**Required tasks:**
A) In the text on garrisons, from which French verb does the word "garrison" ultimately derive, and what does that verb mean?
B) Go on with the text on garrisons, picking up right after its last sentence.

**Selected text:**
┄┄┄┄┄┄┄┄┄┄┄┄┄┄┄┄┄┄┄┄

A garrison  (from the French garnison, itself from the verb garnir, "to equip") is any body of troops stationed in a particular location, originally to guard it. The term now often  applies to certain facilities that constitute a  military base or fortified military headquarters.
A garrison is usually in a city, town, fort, castle, ship,  or similar site. "Garrison town" is a common expression for any town that has a military base nearby.

"Garrison towns" () were used during the Arab Islamic conquests of Middle Eastern lands by Arab-Muslim armies to increase their dominance over indigenous populations. In order to occupy non-Arab, non-Islamic areas, nomadic Arab tribesmen were taken from the desert by the ruling Arab elite, conscripted into Islamic armies, and settled into garrison towns as well as given a share in the spoils of war. The primary utility of the Arab-Islamic garrisons was to control the indigenous non-Arab peoples of these conquered and occupied territories, and to serve as garrison bases to launch further Islamic military campaigns into yet-undominated lands. A secondary aspect of the Arab-Islamic garrisons was the uprooting of the aforementioned nomadic Arab tribesmen from their original home regions in the Arabian Peninsula in order to proactively avert these tribal peoples, and particularly their young men, from revolting against the Islamic state established in their midst.

┄┄┄┄┄┄┄┄┄┄┄┄┄┄┄┄┄┄┄┄

Coordinate annotation records:
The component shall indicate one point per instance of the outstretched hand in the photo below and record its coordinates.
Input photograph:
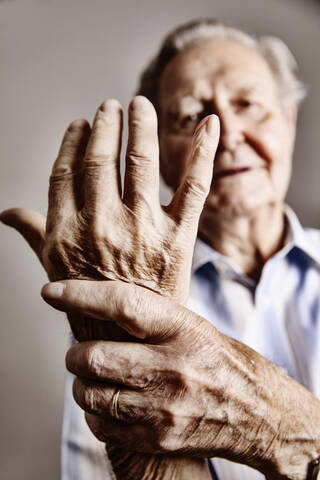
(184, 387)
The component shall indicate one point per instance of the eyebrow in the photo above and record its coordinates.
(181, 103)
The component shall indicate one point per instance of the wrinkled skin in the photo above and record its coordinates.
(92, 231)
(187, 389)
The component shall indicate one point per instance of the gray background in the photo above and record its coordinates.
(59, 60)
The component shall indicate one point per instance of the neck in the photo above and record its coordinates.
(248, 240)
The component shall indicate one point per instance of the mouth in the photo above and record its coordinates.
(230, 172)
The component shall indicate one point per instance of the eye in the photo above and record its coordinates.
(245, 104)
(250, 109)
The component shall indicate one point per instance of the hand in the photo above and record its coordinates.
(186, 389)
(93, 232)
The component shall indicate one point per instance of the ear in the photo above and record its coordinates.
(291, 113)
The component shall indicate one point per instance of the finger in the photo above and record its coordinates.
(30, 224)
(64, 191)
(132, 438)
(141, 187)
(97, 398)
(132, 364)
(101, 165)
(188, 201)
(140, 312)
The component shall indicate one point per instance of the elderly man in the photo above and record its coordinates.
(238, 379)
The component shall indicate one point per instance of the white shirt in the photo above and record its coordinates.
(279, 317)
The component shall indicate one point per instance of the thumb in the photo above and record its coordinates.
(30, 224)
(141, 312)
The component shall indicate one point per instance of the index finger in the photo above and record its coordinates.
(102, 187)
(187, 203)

┄┄┄┄┄┄┄┄┄┄┄┄┄┄┄┄┄┄┄┄

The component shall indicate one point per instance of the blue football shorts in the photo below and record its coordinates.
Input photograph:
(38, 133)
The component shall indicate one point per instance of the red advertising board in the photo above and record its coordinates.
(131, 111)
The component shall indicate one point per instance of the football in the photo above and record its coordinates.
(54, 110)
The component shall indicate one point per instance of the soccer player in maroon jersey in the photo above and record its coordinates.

┄┄┄┄┄┄┄┄┄┄┄┄┄┄┄┄┄┄┄┄

**Answers to the exercise:**
A) It derives from the verb garnir, meaning "to equip."

B)
In the United Kingdom, "Garrison" also specifically refers to any of the major military stations such as Aldershot, Catterick, Colchester, Tidworth, Bulford, and London, which have more than one barracks or camp and their own military headquarters, usually commanded by a colonel, brigadier or major-general, assisted by a garrison sergeant major. In Ireland, Association football (as distinct from Gaelic football) has historically been termed the "garrison game" or the "garrison sport" for its connections with British military serving in Irish cities and towns.

See also
List of British Army Garrisons
Static infantry division

References

External links
Nouveau petit Larousse illustré, 1952 (French encyclopedic dictionary)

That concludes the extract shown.